■ **TRY IT**
The line containing "Category: dense pine forest" marks the end; return exactly every line from the start of the records up to and including it, but no pictures.

★ ★ ★

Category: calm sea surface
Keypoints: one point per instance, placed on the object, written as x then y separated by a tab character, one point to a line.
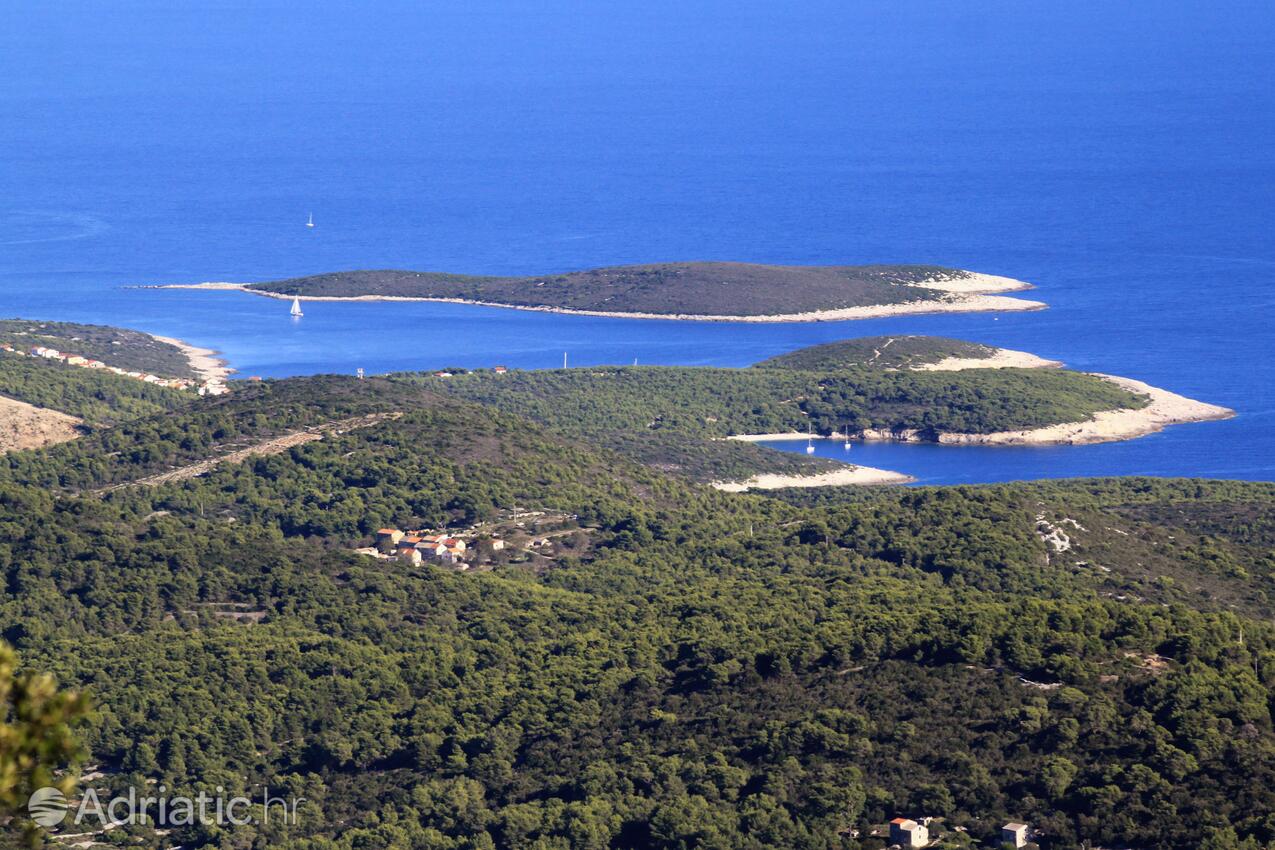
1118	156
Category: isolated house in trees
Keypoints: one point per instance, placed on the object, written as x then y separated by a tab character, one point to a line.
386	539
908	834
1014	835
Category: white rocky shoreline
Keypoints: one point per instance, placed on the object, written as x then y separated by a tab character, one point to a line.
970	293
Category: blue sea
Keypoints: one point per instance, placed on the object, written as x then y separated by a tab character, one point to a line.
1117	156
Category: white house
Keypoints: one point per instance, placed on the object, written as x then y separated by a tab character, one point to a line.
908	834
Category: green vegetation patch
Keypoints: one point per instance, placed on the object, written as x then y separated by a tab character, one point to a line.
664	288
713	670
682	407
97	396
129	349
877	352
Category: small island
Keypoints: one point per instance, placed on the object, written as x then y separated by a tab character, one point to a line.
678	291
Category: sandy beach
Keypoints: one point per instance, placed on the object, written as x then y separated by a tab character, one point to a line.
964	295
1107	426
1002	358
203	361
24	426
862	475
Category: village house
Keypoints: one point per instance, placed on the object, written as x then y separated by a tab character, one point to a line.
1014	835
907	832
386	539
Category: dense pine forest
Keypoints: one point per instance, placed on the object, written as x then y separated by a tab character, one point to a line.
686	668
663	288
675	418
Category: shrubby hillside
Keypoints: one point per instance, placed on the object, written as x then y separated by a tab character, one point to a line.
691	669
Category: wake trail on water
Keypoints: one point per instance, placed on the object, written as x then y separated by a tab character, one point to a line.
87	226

★ ★ ★

■ **RESPONSE AREA**
Category: calm sea surface
Keypoints: one point per instance, placed on the object, written as x then y separated by a tab character, one point to a line.
1118	156
Category: isolated house in trees
Keypoints: one point per instance, placed on the object, written as x then y separated by a tab character, one point to a line.
386	539
908	834
1014	835
Category: white rocky shoreline
Keypoints: one point per instance, placed on the object, written as x then y separated by a tab character, one point to a line.
970	293
Category: blue sea
Keypoints: one point per instance, placed on the object, written as x then y separated by a tab character, one point to a line.
1117	156
Category: white house
Keypoints: one point per instance, placed on the object, written as x then y separated by a tab character, one point to a line.
908	834
Category: green vegetation patch
Keypoints: one point per instance, placed on the object, written as x then y separated by a tab character, one point to a line.
664	288
713	670
682	407
97	396
129	349
877	352
Category: small island
Keypoints: one point per instance, placed on the object, written as x then y separated by a tab character, one point to a line.
678	291
Category: sandy beach
Keypoints: one point per instance, placed on the object, written as x then y separated by a tab character, one point to a line.
964	295
1107	426
1002	358
203	361
24	426
862	475
Category: village house
Keypoints: one point per instance, placed on the object, written as x then y separated by a tab character, one point to a line.
1014	835
907	832
386	539
Category: dense pine forest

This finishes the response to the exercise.